### PAGE TEXT

Calling dance_412_DL!

♥ éclair reviews ~ busy finishing requests!

The Owner of That Room

Author: dance_412_DL

Chapters: 2 (one-shot)

Reviewer: YellowGoyangie

 


 

Title: 10/10

There is nothing to complain about in the title and I think it fits the plot well.

 

Description/Foreword: 5/10

The description is very good, it’s capable of grabbing the reader’s attention and it doesn’t reveal too much. But there were many errors within the grammar. The description/foreword is one of the first impressions you’re going to give to the reader, and if that first impression isn’t good, the reader might not give your story a chance. :c

 

Appearance: 10/10

It is quite alright to not have a poster or background, but really that depends on the reader whether it attracts them or not. The appearance is just fine overall.

 

Characterization: 20/20

The characters…yes, they are very interesting. (Especially Baekhyun’s) I can say that the characters did follow their roles so good job.

 

Grammar and Punctuation: 2/20

I’m sad to say that there were many, many grammar mistakes. But hey, I’m here to help! ^^

You Wrote: After staring at that spot for a minute, I drags my feet to my closet and changed my uniform school to my usual home’s clothes and takes my hand phone from the table beside the window, to reply some message that come into my inbox.

### RAW DATA
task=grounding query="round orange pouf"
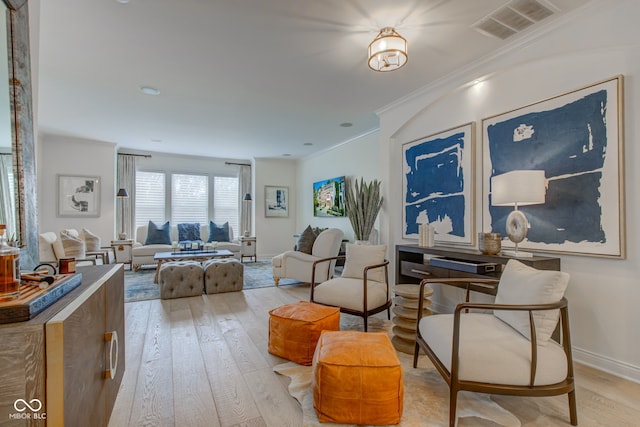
[269,301,340,366]
[312,331,404,425]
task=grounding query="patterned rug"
[124,260,300,302]
[273,316,521,427]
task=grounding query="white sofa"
[131,224,240,270]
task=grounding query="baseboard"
[572,347,640,383]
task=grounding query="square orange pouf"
[312,331,404,425]
[269,301,340,366]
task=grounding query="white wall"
[253,159,300,259]
[380,0,640,381]
[296,131,380,241]
[37,135,116,246]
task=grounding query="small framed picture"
[58,175,100,217]
[264,185,289,218]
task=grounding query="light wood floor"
[109,285,640,427]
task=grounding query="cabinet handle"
[104,331,119,380]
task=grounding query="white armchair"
[271,228,343,286]
[413,260,578,427]
[38,231,104,265]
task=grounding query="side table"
[240,237,258,262]
[111,239,133,270]
[391,284,433,354]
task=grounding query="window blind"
[171,174,209,225]
[136,171,166,227]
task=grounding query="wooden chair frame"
[309,255,391,332]
[413,279,578,427]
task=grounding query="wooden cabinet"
[0,265,125,426]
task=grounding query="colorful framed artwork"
[402,122,475,245]
[482,76,625,258]
[264,185,289,218]
[313,176,347,217]
[58,175,100,217]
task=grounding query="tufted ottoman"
[269,301,340,366]
[158,261,203,299]
[202,258,244,294]
[312,331,404,425]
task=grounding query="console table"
[396,245,560,295]
[0,264,125,427]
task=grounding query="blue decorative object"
[207,221,229,242]
[144,221,171,245]
[482,76,624,257]
[178,222,200,241]
[403,123,475,245]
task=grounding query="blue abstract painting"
[483,78,622,256]
[403,123,474,245]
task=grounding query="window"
[213,176,242,237]
[136,171,166,227]
[135,171,242,237]
[171,174,209,225]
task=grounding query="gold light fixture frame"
[368,27,409,72]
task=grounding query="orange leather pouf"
[312,331,404,425]
[269,301,340,366]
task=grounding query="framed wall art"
[264,185,289,218]
[58,175,100,217]
[402,122,475,245]
[482,76,625,258]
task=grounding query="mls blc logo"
[9,399,47,420]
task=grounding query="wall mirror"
[0,0,35,252]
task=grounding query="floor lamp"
[116,188,129,240]
[491,170,547,257]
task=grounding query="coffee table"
[153,249,233,283]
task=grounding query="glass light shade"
[491,170,547,206]
[369,27,409,72]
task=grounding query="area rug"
[273,316,521,427]
[124,261,300,302]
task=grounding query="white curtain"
[116,154,136,239]
[239,165,255,235]
[0,154,17,239]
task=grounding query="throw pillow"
[60,231,87,259]
[82,228,102,252]
[493,259,569,345]
[342,243,387,282]
[296,225,318,255]
[178,222,201,242]
[144,221,171,245]
[207,221,229,242]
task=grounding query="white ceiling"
[38,0,584,158]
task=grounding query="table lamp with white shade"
[491,170,547,257]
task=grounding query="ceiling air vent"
[472,0,558,40]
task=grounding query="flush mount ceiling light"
[369,27,409,72]
[140,86,160,95]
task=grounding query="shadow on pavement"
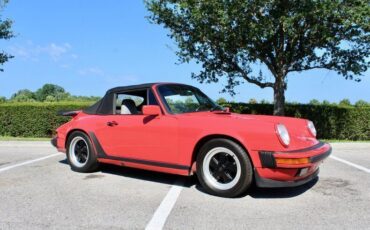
[59,159,196,188]
[59,159,319,199]
[246,177,319,199]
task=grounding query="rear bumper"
[254,142,332,188]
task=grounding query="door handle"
[107,121,118,127]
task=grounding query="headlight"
[307,121,317,137]
[276,124,290,146]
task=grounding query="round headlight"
[276,124,290,146]
[307,121,317,137]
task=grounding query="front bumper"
[259,142,332,168]
[50,137,58,148]
[254,142,332,187]
[255,169,320,188]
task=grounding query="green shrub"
[0,102,370,140]
[0,102,92,137]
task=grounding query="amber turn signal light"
[275,157,310,165]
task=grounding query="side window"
[116,90,147,115]
[148,89,158,105]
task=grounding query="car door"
[92,89,178,163]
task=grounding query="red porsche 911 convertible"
[52,83,331,197]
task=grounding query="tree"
[35,84,70,101]
[10,89,36,102]
[0,0,14,72]
[355,100,370,107]
[339,99,351,107]
[216,97,227,105]
[146,0,370,115]
[308,99,321,105]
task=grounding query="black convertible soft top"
[83,83,158,115]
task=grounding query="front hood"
[178,112,318,151]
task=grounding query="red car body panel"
[55,83,331,187]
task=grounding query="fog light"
[275,157,310,165]
[298,168,308,176]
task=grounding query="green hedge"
[0,102,370,140]
[223,103,370,140]
[0,102,92,137]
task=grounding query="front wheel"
[197,138,253,197]
[67,131,98,172]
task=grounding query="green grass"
[0,136,51,141]
[320,139,370,143]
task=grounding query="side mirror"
[143,105,162,116]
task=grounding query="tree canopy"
[7,84,100,102]
[146,0,370,115]
[0,0,14,72]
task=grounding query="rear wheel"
[67,131,98,172]
[197,138,253,197]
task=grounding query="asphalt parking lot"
[0,142,370,229]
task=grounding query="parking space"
[0,142,370,229]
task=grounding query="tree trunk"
[274,77,286,116]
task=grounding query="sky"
[0,0,370,103]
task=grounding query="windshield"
[158,85,223,113]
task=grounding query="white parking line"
[145,181,183,230]
[330,155,370,173]
[0,153,61,173]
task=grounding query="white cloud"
[78,67,105,76]
[9,41,73,62]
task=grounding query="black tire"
[196,138,253,197]
[67,131,99,173]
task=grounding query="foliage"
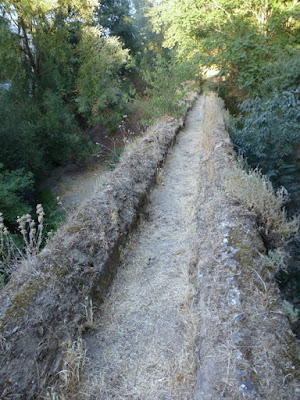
[98,0,138,54]
[77,28,128,129]
[150,0,299,88]
[225,167,300,250]
[37,189,66,233]
[0,163,33,223]
[232,91,300,191]
[140,54,195,124]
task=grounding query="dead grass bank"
[195,94,300,400]
[0,94,197,399]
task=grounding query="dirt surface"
[80,94,300,400]
[41,162,108,214]
[82,99,202,400]
[0,93,300,400]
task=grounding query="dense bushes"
[232,91,300,191]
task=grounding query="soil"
[78,99,202,400]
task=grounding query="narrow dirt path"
[81,98,202,400]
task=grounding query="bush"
[140,54,196,125]
[225,167,300,249]
[231,91,300,192]
[0,163,33,224]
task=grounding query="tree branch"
[211,0,232,22]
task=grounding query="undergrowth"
[225,162,300,250]
[0,204,46,288]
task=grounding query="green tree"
[77,28,128,129]
[0,163,33,224]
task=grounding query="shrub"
[225,167,300,249]
[231,91,300,192]
[140,55,196,125]
[0,163,33,224]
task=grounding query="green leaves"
[232,91,300,191]
[0,163,33,224]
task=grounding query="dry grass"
[81,95,203,400]
[44,338,87,400]
[196,94,300,400]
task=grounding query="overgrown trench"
[82,99,202,400]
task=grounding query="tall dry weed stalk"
[0,204,45,285]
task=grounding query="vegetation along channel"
[0,0,300,400]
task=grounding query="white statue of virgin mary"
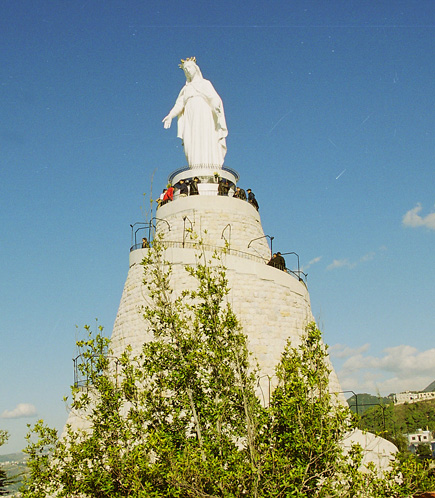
[163,57,228,169]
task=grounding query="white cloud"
[402,203,435,230]
[0,403,36,418]
[326,259,355,270]
[329,344,435,395]
[326,251,376,270]
[328,343,370,358]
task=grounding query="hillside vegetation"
[358,396,435,448]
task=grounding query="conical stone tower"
[111,169,344,401]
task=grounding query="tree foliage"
[23,243,435,498]
[0,429,13,496]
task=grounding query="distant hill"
[358,400,435,442]
[423,380,435,393]
[347,393,392,415]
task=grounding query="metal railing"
[130,240,307,287]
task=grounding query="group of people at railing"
[157,176,260,211]
[157,176,201,207]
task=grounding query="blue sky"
[0,0,435,453]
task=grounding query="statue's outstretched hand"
[162,114,172,130]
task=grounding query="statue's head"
[179,57,202,81]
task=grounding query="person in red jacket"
[162,185,174,204]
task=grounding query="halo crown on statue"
[163,57,228,169]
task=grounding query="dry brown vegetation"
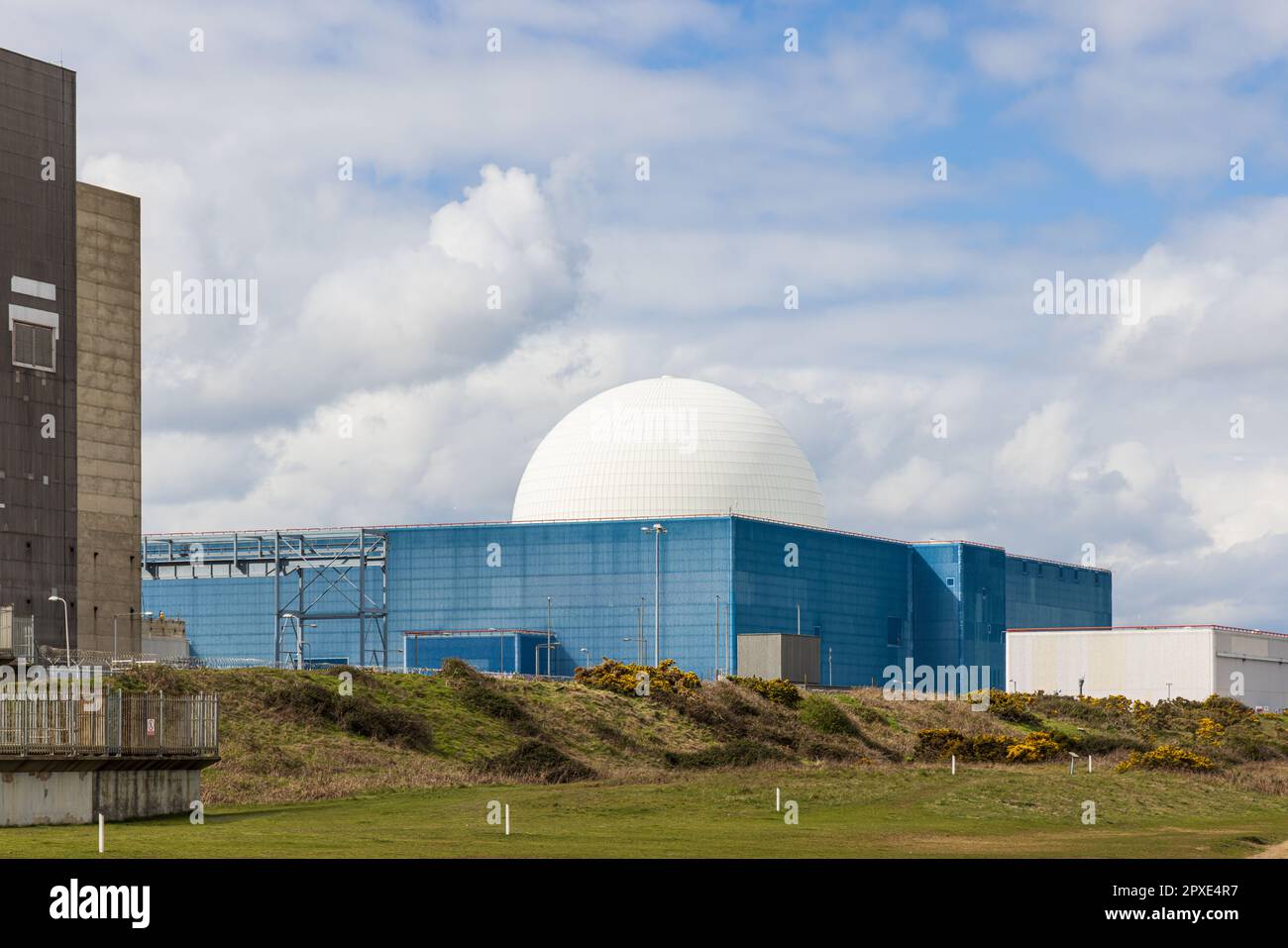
[115,661,1288,803]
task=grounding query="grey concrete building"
[76,184,142,652]
[0,51,141,651]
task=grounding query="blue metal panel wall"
[143,568,380,665]
[1006,557,1113,629]
[143,518,1112,686]
[912,544,963,668]
[143,574,273,662]
[733,519,912,685]
[387,518,730,677]
[958,544,1009,687]
[407,632,546,675]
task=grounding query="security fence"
[0,691,219,758]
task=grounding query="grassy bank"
[0,764,1288,858]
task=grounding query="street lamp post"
[711,592,720,682]
[640,523,666,668]
[635,596,644,665]
[49,596,72,669]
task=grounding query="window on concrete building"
[13,319,54,372]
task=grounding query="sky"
[0,0,1288,631]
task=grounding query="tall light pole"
[640,523,666,668]
[711,592,720,682]
[49,596,72,669]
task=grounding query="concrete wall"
[737,634,827,685]
[0,51,78,648]
[0,771,201,825]
[1006,627,1228,702]
[0,771,94,825]
[1214,629,1288,711]
[76,184,142,652]
[94,771,201,819]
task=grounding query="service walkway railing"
[0,691,219,758]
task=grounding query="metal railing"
[0,691,219,758]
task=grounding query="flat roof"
[143,514,1113,576]
[1006,622,1288,639]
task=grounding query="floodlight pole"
[640,523,666,668]
[711,592,720,682]
[49,596,72,669]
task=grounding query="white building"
[1006,626,1288,711]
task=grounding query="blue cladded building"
[143,515,1112,687]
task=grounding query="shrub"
[666,738,787,769]
[574,658,702,694]
[913,728,1040,763]
[1006,730,1060,764]
[988,687,1040,724]
[729,675,803,709]
[265,677,434,751]
[1078,694,1132,716]
[1194,717,1225,745]
[912,728,966,760]
[482,741,597,784]
[793,687,859,737]
[1118,745,1216,771]
[438,658,532,730]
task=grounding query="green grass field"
[0,764,1288,858]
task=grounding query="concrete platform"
[0,761,201,827]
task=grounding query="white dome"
[514,376,827,527]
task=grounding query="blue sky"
[0,0,1288,629]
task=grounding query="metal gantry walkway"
[143,527,389,668]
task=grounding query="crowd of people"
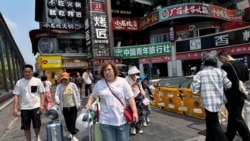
[13,61,154,141]
[13,50,250,141]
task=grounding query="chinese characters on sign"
[159,4,210,21]
[210,5,242,21]
[114,42,171,59]
[85,0,110,59]
[92,13,110,57]
[40,23,83,30]
[112,18,139,31]
[214,34,229,46]
[40,0,83,30]
[91,2,104,12]
[140,12,159,30]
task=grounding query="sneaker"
[131,127,136,135]
[70,136,79,141]
[34,135,41,141]
[68,133,73,139]
[147,118,150,122]
[138,129,143,134]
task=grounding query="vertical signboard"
[85,0,110,59]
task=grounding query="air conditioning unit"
[242,7,250,22]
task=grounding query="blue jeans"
[143,105,151,122]
[100,123,129,141]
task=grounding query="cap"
[60,72,69,80]
[128,66,140,75]
[140,75,149,82]
[202,54,217,64]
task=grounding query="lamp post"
[169,20,177,76]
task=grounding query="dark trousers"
[63,107,77,135]
[205,109,227,141]
[85,84,92,97]
[226,101,250,141]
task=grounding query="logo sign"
[159,3,210,21]
[36,0,84,30]
[38,37,54,54]
[112,18,139,31]
[214,34,229,46]
[39,56,62,69]
[190,38,201,50]
[91,2,104,12]
[169,23,176,42]
[114,42,171,59]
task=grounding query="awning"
[63,62,88,69]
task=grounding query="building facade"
[0,13,25,103]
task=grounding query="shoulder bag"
[105,79,133,122]
[228,62,248,95]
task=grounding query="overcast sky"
[0,0,39,66]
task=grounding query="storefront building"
[0,13,25,103]
[112,2,250,77]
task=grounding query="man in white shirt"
[13,64,45,141]
[82,69,93,98]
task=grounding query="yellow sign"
[39,56,62,69]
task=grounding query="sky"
[0,0,39,67]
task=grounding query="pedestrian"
[125,66,145,135]
[13,64,44,141]
[82,68,93,98]
[33,72,40,78]
[75,72,83,99]
[86,61,138,141]
[140,76,155,127]
[191,55,232,141]
[41,75,52,111]
[218,50,250,141]
[55,72,81,141]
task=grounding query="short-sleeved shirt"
[62,85,76,107]
[221,60,249,102]
[13,77,45,110]
[91,77,134,126]
[43,80,52,92]
[191,66,232,112]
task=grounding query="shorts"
[21,108,41,130]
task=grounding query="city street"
[0,84,240,141]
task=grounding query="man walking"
[191,55,232,141]
[13,64,45,141]
[218,50,250,141]
[82,69,93,98]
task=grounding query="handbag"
[229,62,248,96]
[105,79,133,122]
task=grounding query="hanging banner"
[114,42,171,59]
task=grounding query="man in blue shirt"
[191,55,232,141]
[218,50,250,141]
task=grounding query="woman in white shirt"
[86,61,138,141]
[41,75,52,110]
[55,72,81,141]
[125,66,145,135]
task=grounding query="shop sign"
[39,56,62,69]
[91,13,110,58]
[114,42,171,59]
[39,0,83,30]
[38,37,54,54]
[176,27,250,53]
[112,18,139,31]
[190,38,201,50]
[210,4,242,21]
[159,3,210,21]
[139,12,159,30]
[91,2,105,12]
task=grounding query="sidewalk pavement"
[0,84,240,141]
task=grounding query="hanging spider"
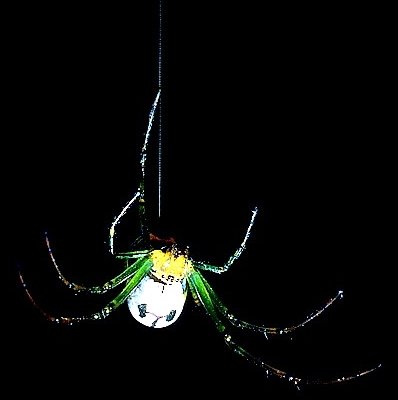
[19,90,379,387]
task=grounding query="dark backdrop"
[3,1,391,398]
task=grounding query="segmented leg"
[45,233,149,294]
[188,271,380,388]
[109,90,160,254]
[19,258,153,325]
[193,207,258,274]
[197,272,343,337]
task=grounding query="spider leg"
[188,271,380,388]
[195,207,258,274]
[109,90,160,254]
[197,271,343,337]
[19,258,153,325]
[45,233,149,294]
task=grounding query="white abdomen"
[127,273,187,328]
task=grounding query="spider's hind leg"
[188,271,380,388]
[19,257,153,325]
[197,271,343,337]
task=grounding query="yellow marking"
[151,250,193,283]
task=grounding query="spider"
[19,90,380,387]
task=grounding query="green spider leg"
[109,90,161,255]
[19,257,153,325]
[188,271,381,389]
[195,207,258,274]
[193,270,343,338]
[45,233,150,294]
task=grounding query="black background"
[3,1,391,398]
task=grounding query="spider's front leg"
[195,207,258,274]
[109,90,160,258]
[42,233,150,298]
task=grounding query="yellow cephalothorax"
[151,248,193,283]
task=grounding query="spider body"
[19,90,377,386]
[127,246,193,328]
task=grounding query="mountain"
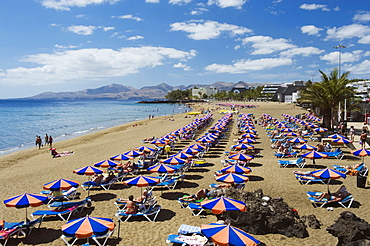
[26,81,258,100]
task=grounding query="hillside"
[26,81,258,100]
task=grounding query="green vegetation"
[166,89,191,100]
[298,69,355,129]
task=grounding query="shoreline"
[0,102,370,246]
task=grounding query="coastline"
[0,102,370,246]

### EXERCISE 1
From the review, return the passage that begins at the words "I’m sad to say" and stops after "into my inbox.".
### EXERCISE 2
In the review, which character is singled out as especially interesting?
### EXERCISE 3
According to the review, why do the grammar errors in the description/foreword matter?

### FULL RESPONSE 1
I’m sad to say that there were many, many grammar mistakes. But hey, I’m here to help! ^^

You Wrote: After staring at that spot for a minute, I drags my feet to my closet and changed my uniform school to my usual home’s clothes and takes my hand phone from the table beside the window, to reply some message that come into my inbox.

### FULL RESPONSE 2
Baekhyun.

### FULL RESPONSE 3
The description/foreword is one of the first impressions given to the reader. If that impression isn't good, the reader might not give the story a chance.